4 wissenschaftliche Belege für eine unfaire Welt
Nuff! Ich grüße das Volk.
Bevor wir zum eigentlichen Thema kommen, möchte ich noch mal alle interessierten Leser, die bei der Umfrage noch nicht mitgemacht haben, bitten, hier abzustimmen:
Wie erwähnt: Das Buch wird voraussichtlich 12 Euro kosten (7,49 Euro als E-Book), und ich bitte alle abzustimmen, die vorhaben, das Buch in absehbarer Zeit (also bis Ende 2021) zu kaufen. Ist wirklich sehr wichtig, damit ich ungefähr abschätzen kann, wie viele Exemplare ich drucken lassen sollte.
Jetzt aber weiter im Programm.
Eine der liebsten Vorstellungen vieler Menschen ist, dass wir doch irgendwie in einer gerechten Welt leben würden. Wer lieb und nett ist, der wird die Früchte dafür ernten, Bösewichte werden ihre Strafe schon irgendwann bekommen, und selbst relativ rationale Leute mögen die Vorstellung von Karma, das sich irgendwann auszahlt. Nicht zuletzt versucht man so, auch Kinder zu erziehen, damit die keine ekelhaften Stinkstiefel werden. Aber stimmt das denn auch so? Ich habe mal vier (plus ein paar mehr) wissenschaftliche Publikationen herausgesucht, die ganz stark andeuten, dass die Welt doch ziemlich unfair ist.
-=-=-=-=-
Aufgabe: Wie viel soll das Buch laut dem Text über eine unfaire Welt als E-Book voraussichtlich kosten? Die Auflistung hat mit dem Text nichts zu tun.

Bereitgestellte Daten:
-=-=-=-=-
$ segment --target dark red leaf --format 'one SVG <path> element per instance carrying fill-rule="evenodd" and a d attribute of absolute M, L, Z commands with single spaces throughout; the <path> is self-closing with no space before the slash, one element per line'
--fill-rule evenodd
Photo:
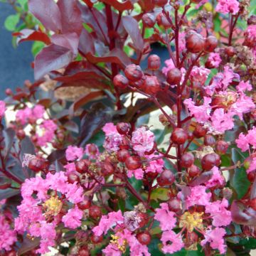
-=-=-=-=-
Gelöste Aufgabe: 7,49 Euro